Content starts

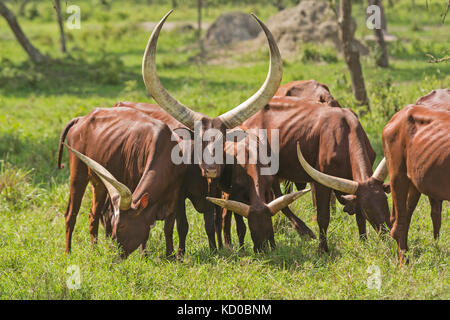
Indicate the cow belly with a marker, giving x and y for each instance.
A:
(431, 179)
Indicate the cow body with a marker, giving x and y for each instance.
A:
(194, 186)
(333, 142)
(416, 143)
(136, 150)
(245, 180)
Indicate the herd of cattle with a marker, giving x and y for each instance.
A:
(125, 153)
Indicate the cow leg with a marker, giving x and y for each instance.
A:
(361, 223)
(169, 223)
(210, 230)
(333, 202)
(99, 194)
(226, 227)
(218, 221)
(400, 188)
(182, 227)
(323, 213)
(301, 228)
(78, 183)
(436, 211)
(106, 218)
(241, 229)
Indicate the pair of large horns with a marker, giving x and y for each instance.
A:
(336, 183)
(119, 193)
(231, 118)
(244, 209)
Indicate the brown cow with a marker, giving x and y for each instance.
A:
(194, 187)
(333, 140)
(416, 144)
(308, 89)
(122, 144)
(305, 89)
(240, 177)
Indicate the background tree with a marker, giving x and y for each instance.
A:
(57, 6)
(35, 55)
(382, 58)
(351, 52)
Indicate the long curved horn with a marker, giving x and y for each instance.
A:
(336, 183)
(117, 191)
(244, 209)
(235, 206)
(245, 110)
(276, 205)
(179, 111)
(381, 171)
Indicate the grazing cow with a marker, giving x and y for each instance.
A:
(259, 214)
(240, 178)
(122, 144)
(416, 144)
(333, 140)
(308, 89)
(305, 89)
(194, 187)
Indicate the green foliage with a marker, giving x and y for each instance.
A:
(102, 68)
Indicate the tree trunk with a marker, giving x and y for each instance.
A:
(22, 7)
(279, 5)
(61, 25)
(199, 28)
(351, 52)
(382, 58)
(34, 54)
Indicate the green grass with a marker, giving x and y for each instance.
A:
(103, 67)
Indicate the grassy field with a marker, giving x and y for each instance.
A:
(103, 67)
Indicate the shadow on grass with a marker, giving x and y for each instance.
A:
(38, 154)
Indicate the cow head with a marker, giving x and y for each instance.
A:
(367, 195)
(252, 186)
(259, 215)
(130, 224)
(201, 123)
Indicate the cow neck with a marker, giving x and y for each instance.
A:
(359, 158)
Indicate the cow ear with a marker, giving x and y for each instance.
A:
(350, 203)
(141, 203)
(144, 201)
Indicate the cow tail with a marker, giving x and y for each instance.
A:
(63, 138)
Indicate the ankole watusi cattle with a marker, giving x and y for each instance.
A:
(334, 142)
(416, 144)
(125, 154)
(244, 179)
(260, 214)
(306, 89)
(226, 121)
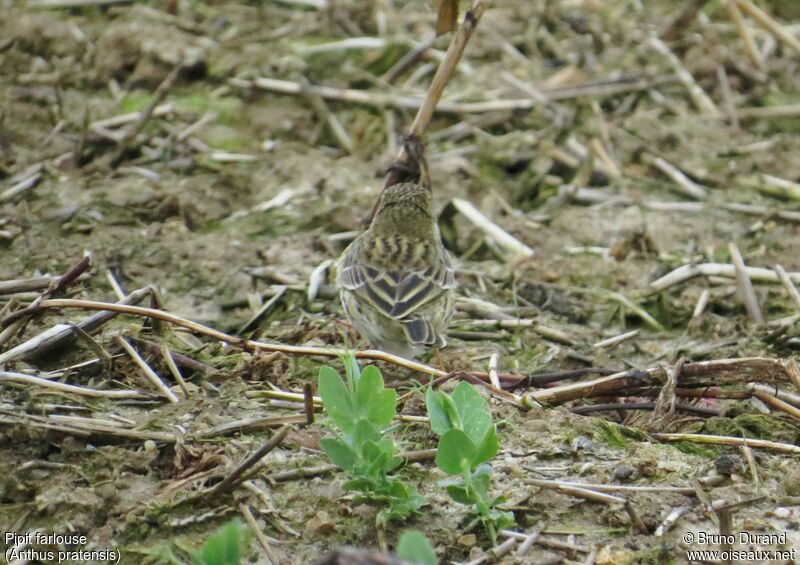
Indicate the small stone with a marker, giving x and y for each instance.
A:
(782, 512)
(321, 523)
(467, 540)
(791, 481)
(725, 465)
(623, 473)
(610, 555)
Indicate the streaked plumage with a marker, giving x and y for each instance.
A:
(396, 279)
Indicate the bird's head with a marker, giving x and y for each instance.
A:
(404, 209)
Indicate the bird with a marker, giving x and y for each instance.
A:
(396, 279)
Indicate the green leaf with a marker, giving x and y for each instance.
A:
(376, 459)
(482, 480)
(336, 399)
(340, 454)
(474, 415)
(364, 431)
(455, 453)
(487, 448)
(226, 547)
(415, 548)
(437, 414)
(351, 370)
(375, 403)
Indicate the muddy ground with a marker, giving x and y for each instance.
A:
(232, 192)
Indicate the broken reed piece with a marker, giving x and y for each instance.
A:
(411, 156)
(745, 285)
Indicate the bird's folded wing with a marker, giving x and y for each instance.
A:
(398, 293)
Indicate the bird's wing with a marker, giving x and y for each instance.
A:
(397, 293)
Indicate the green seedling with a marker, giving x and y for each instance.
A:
(228, 546)
(361, 411)
(467, 442)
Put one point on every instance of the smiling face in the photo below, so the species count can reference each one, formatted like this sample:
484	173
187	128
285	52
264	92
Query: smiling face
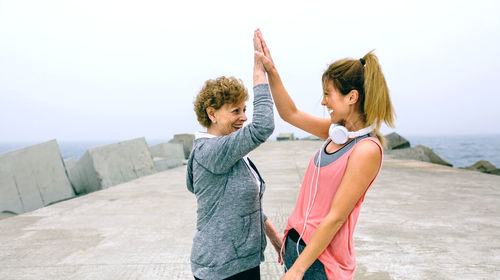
227	119
335	103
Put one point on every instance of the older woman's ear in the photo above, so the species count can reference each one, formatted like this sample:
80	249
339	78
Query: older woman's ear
211	114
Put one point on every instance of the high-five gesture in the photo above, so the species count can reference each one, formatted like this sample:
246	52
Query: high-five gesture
262	51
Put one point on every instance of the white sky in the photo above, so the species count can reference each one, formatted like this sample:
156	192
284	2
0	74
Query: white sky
115	70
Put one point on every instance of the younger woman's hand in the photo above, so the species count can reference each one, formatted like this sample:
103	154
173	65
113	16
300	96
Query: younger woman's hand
262	51
292	274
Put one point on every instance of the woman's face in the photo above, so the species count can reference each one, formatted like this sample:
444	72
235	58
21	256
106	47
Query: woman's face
228	119
335	103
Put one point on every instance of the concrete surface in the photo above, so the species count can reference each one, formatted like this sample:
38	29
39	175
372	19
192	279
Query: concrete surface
167	155
418	221
33	177
186	140
105	166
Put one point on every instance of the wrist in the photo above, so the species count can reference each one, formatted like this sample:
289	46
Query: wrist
297	271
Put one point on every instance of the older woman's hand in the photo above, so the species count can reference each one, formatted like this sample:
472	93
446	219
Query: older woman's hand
262	51
259	72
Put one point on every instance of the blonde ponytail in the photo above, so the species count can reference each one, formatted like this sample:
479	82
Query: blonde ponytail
365	76
378	106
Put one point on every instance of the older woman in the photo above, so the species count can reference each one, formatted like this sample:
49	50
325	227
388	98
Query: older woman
231	228
319	243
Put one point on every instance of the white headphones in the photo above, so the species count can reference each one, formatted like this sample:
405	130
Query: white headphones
339	134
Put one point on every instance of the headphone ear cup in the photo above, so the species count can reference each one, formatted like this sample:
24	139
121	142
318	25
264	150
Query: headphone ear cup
338	134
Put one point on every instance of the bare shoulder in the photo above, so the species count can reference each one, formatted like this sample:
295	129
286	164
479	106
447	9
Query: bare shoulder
366	152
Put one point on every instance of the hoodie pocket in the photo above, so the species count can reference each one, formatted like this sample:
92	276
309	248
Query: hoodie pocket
211	250
248	242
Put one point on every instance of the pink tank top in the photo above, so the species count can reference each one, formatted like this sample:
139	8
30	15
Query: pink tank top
339	257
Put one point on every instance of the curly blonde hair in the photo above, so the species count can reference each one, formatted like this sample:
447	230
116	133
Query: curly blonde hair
216	93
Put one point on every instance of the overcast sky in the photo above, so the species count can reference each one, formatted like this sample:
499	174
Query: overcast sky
115	70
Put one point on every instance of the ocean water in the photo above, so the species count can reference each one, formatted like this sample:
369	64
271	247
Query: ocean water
459	150
462	150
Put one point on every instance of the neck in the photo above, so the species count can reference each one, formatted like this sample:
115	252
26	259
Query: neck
355	123
213	131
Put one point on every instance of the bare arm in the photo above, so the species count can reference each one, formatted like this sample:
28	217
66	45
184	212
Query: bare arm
284	103
362	168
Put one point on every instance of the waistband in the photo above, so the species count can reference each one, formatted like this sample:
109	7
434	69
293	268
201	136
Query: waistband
294	236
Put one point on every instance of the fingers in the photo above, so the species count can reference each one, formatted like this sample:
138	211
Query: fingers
263	43
257	45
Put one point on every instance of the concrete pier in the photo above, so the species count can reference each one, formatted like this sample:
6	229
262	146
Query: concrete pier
418	221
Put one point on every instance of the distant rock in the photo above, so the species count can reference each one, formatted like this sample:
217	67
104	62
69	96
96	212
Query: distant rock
396	141
484	166
312	138
285	137
419	152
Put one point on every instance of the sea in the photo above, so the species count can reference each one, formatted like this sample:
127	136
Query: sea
459	150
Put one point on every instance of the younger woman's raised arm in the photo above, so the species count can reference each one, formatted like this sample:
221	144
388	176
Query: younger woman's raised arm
284	103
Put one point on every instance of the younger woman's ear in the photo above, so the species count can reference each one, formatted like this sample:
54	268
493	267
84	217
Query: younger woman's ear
353	96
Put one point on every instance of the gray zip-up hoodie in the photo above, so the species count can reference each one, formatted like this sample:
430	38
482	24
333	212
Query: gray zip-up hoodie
230	236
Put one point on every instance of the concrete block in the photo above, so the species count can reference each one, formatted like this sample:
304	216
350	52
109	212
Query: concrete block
33	177
70	162
167	155
419	152
187	140
105	166
162	164
285	137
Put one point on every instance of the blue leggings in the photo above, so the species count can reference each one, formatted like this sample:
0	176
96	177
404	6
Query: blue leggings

Content ends

Problem description> Each line of the listing above that contains the word "blue" is to be copied.

Your solution>
Put one point on every instance of the blue leggings in the photo above, so the species count can reference each one, formatted like this sample:
Query: blue leggings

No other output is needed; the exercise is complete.